**TASKS AND EXERCISES:**
A. In the turbulence passage, which percentile of each turbulence diagnostic's distribution sets the threshold for MOG-level turbulence?
B. Quote the turbulence passage word for word, beginning at the words "Frequency of turbulence occurrence" and stopping after "weightings (not shown).".
C. Extend the turbulence passage, picking up right after its final line.

**PROVIDED PASSAGE:**
#####

This study did not focus on the difference in the number of turbulence diagnostics for each type of turbulence, but rather focus on the possible generation mechanisms of turbulence, which is considered as known sources in this study. Here, the CAT diagnostics used can diagnose turbulence due to various generation mechanisms such as shear and inertial instabilities associated with upper-level jets and fronts. In the same manner, MWT diagnostics used can infer turbulence related to mountain wave breaking and wave-induced triggers combined with CAT diagnostics. And, the NCT diagnostics diagnosing CGW breaking were chosen as a known source for NCT in the analysis. Therefore, the choice of indices for each source of turbulence is not related to the sample size for each type of turbulence, but rather source-based selection of turbulence diagnostics.

Frequency of turbulence occurrence and percentage change of turbulence occurrence

The 98th percentile of the probability distribution of each turbulence computed between 200 and 250 hPa over the globe is computed for 45 years of the historical period and it is used as the threshold of MOG-level turbulence. The occurrence frequency of turbulence is computed using this MOG-level threshold for both the historical and future periods. That is, if a turbulence diagnostic exceeds the 98th percentile, we classified it as the MOG-level turbulence. This same criteria of MOG-level turbulence is applied to all CAT, MWT, and NCT diagnostics. If the area-weighting is applied to compute probability distribution, we did not find noticeable difference in the occurrence frequency of turbulence between probability distributions with and without area weightings (not shown).

The percentage change of turbulence occurrence is calculated as:

$$\alpha [ \% ]=\frac{frequenc{y}_{SSP5-8.5}-frequenc{y}_{historical}}{frequenc{y}_{historical}}\times 100,$$

(5)

#####

**PROVIDED MATERIAL:**
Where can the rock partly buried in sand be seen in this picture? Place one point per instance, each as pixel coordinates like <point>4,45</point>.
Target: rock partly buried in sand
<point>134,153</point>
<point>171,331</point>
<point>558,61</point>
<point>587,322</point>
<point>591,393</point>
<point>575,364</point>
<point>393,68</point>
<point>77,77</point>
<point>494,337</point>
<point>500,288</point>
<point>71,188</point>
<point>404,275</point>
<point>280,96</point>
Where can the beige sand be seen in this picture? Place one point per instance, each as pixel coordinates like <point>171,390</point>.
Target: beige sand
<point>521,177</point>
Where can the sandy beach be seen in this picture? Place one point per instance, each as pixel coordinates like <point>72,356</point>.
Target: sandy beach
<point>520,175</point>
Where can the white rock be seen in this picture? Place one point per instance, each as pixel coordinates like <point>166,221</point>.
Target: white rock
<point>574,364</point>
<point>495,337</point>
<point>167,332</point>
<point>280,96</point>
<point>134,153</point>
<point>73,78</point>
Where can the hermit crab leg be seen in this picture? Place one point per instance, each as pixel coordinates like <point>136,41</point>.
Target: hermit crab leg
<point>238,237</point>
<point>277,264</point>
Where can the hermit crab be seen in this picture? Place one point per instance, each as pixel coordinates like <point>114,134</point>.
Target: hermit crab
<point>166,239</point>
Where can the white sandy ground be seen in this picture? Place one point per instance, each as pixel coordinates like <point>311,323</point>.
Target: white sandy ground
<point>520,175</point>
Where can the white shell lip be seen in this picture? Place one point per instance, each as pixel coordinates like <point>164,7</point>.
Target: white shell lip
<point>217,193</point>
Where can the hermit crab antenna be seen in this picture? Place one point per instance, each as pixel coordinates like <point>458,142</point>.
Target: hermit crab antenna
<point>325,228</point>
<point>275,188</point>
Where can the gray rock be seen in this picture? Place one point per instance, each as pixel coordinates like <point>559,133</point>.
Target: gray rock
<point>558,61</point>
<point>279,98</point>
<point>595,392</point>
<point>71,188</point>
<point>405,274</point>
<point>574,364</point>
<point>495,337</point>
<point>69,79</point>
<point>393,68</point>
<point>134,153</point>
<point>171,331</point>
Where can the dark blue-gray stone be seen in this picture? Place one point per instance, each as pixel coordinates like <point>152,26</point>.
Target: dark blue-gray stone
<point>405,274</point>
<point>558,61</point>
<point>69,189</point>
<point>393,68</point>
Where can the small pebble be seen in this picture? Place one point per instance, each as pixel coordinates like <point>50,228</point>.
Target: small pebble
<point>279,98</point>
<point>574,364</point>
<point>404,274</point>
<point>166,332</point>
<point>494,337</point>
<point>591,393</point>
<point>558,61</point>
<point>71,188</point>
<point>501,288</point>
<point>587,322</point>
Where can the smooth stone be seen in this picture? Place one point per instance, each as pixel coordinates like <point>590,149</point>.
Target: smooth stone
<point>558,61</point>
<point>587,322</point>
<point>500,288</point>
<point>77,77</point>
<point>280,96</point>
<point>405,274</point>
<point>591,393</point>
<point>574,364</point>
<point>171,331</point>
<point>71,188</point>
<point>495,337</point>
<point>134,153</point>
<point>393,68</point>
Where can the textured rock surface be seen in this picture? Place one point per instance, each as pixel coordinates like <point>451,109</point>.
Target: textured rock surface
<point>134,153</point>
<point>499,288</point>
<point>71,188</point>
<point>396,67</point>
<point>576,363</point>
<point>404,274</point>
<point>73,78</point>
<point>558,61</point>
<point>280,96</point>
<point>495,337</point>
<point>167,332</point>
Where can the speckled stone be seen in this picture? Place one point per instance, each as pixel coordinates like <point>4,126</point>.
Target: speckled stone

#####

**EXPECTED OUTPUTS:**
A. The 98th percentile.

B.
Frequency of turbulence occurrence and percentage change of turbulence occurrence

The 98th percentile of the probability distribution of each turbulence computed between 200 and 250 hPa over the globe is computed for 45 years of the historical period and it is used as the threshold of MOG-level turbulence. The occurrence frequency of turbulence is computed using this MOG-level threshold for both the historical and future periods. That is, if a turbulence diagnostic exceeds the 98th percentile, we classified it as the MOG-level turbulence. This same criteria of MOG-level turbulence is applied to all CAT, MWT, and NCT diagnostics. If the area-weighting is applied to compute probability distribution, we did not find noticeable difference in the occurrence frequency of turbulence between probability distributions with and without area weightings (not shown).

C.
Where α is the percentage change in occurrence frequency in units of % and frequency_SSP5-8.5 and frequency_historical indicate the frequencies of MOG turbulence using the outputs of the SSP5-8.5 and historical simulations, respectively. This measure of turbulence change under a changing climate was used in other previous studies^{28,29,30,31,42,57}. As the percentage change calculated from Eq. (5) is a relative value, the negative percentage change indicates decreases in turbulence occurrence in the future period compared to the historical period.

To examine regional percentage changes in the occurrence frequency of the MOG-level turbulence, ten regions (boxes of Fig. 6) are specified as follows: 35°N-75°N, 10°W-30°E (1. Europe); 10°N-75°N, 45°E-140°E (2. Asia); 0°N-75°N, 123°W-140°E (3. North Pacific); 25°N-75°N, 63°W-123°W (4. North America); 50°N-75°N, 10°W-60°W (5. North Atlantic); 15°S-50°N, 35°W-35°E (6. Africa); 25°S-75°S, 50°E-108°E (7. Indian Ocean); 12°S-46°S, 113°E-177°E (8. Australia); 35°S-75°S, 80°W-178°W (9. South Pacific); 55°S-10°N, 35°W-80°W (10. South America). Regions 1, 2, 4–6, 8, and 10 are the same as used in a previous study²⁹, while two additional sub-regions (Regions 7 and 9) are selected considering a horizontal distribution of reported number of aircraft-based observations over the globe⁵⁸, and Region 3 is set to cover most of the North Pacific Ocean. For the ten specified regions, the median and maximum estimates of percentage change of occurrence frequency of MOG-level turbulence are computed for each turbulence source.

Significance test

The significance test on differences of horizontal wind speed, turbulence diagnostics, and occurrence frequencies of turbulence between the historical period and future period are conducted at the 95% confidence levels (p-value < 0.05, n = 45) with a two-sided t-test. Here, n is the sample size. Areas satisfying this significance test are shown as stippled regions in Figs. 1–3.